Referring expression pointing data
^^^^^^^^^^^^^^^^

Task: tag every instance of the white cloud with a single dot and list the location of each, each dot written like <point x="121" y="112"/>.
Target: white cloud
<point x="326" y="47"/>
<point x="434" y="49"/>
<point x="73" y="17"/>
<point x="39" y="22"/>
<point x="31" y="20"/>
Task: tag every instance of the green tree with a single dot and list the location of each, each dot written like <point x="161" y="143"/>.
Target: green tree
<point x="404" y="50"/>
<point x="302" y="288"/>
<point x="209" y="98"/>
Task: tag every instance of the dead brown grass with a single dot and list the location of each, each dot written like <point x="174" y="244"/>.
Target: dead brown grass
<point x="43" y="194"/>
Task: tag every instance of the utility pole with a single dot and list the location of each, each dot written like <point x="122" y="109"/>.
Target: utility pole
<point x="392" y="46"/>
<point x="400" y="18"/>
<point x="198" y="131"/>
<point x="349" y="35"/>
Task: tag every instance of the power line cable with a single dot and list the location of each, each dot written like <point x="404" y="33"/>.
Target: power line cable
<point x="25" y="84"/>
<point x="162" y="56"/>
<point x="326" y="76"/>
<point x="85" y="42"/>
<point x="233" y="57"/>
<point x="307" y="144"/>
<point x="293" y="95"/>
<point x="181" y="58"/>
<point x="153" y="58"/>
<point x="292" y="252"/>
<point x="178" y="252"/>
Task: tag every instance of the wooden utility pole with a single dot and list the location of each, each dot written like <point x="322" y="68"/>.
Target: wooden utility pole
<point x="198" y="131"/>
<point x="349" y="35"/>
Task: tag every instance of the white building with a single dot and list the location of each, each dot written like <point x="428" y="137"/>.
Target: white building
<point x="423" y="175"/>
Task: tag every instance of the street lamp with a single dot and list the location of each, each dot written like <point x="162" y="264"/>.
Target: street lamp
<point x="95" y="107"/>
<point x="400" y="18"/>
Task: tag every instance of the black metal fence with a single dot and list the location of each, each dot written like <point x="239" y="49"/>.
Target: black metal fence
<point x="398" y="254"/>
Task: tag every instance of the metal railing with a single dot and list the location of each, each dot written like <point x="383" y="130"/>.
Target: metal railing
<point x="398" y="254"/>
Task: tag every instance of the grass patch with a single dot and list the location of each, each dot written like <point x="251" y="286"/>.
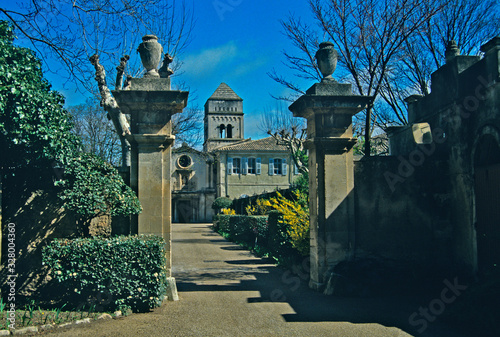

^^^^^^^^^^^^^^^^

=== WORK TASK ===
Repeat the data above exactly, images excluded.

=== OUTPUT BELOW ===
Task: tag every instance of the white cloud with a single dot and list the location of each, each dot written like <point x="121" y="112"/>.
Target: white cloud
<point x="326" y="47"/>
<point x="434" y="49"/>
<point x="73" y="17"/>
<point x="39" y="22"/>
<point x="31" y="20"/>
Task: tag every instance of the green tree with a single dot and list the location of each, each dot written like <point x="161" y="143"/>.
Target: green tree
<point x="404" y="50"/>
<point x="302" y="288"/>
<point x="209" y="98"/>
Task: tag every instance of the dead brown grass with a single dot and list the location of each, each dot written like <point x="174" y="244"/>.
Target: dead brown grass
<point x="43" y="194"/>
Task: tag every instance of the utility pole with a single dot and list the location of each, each dot written like <point x="122" y="109"/>.
Target: utility pole
<point x="392" y="46"/>
<point x="400" y="18"/>
<point x="198" y="131"/>
<point x="349" y="35"/>
Task: tag every instance of the power line cable with a single dot and list the location of each, each dot written like <point x="404" y="33"/>.
Target: power line cable
<point x="25" y="84"/>
<point x="162" y="56"/>
<point x="326" y="76"/>
<point x="85" y="42"/>
<point x="233" y="57"/>
<point x="307" y="144"/>
<point x="293" y="95"/>
<point x="181" y="58"/>
<point x="153" y="58"/>
<point x="292" y="252"/>
<point x="178" y="252"/>
Task: tag every instance of the wooden utility pole with a single dot and list the location of each, each dot written like <point x="322" y="68"/>.
Target: wooden utility pole
<point x="198" y="131"/>
<point x="349" y="35"/>
Task: tag every instance of the white building with a single dot and list the location of each, each dot written like <point x="428" y="137"/>.
Target: white building
<point x="423" y="175"/>
Task: tag every instance of the street lamp with a single dot and list the location of each, each dot written like <point x="162" y="264"/>.
Target: street lamp
<point x="95" y="107"/>
<point x="400" y="18"/>
Task: tag every instance of the black metal fence with a single dot and list the location of each, each dot written like <point x="239" y="49"/>.
Target: black metal fence
<point x="398" y="254"/>
Task: tag every instance of the metal railing with a single dot and list the location of each, each dot written like <point x="383" y="130"/>.
Target: metal railing
<point x="398" y="254"/>
Task: tag every instance of the grass patch with a single dot and list the location of each, each dot written like <point x="251" y="286"/>.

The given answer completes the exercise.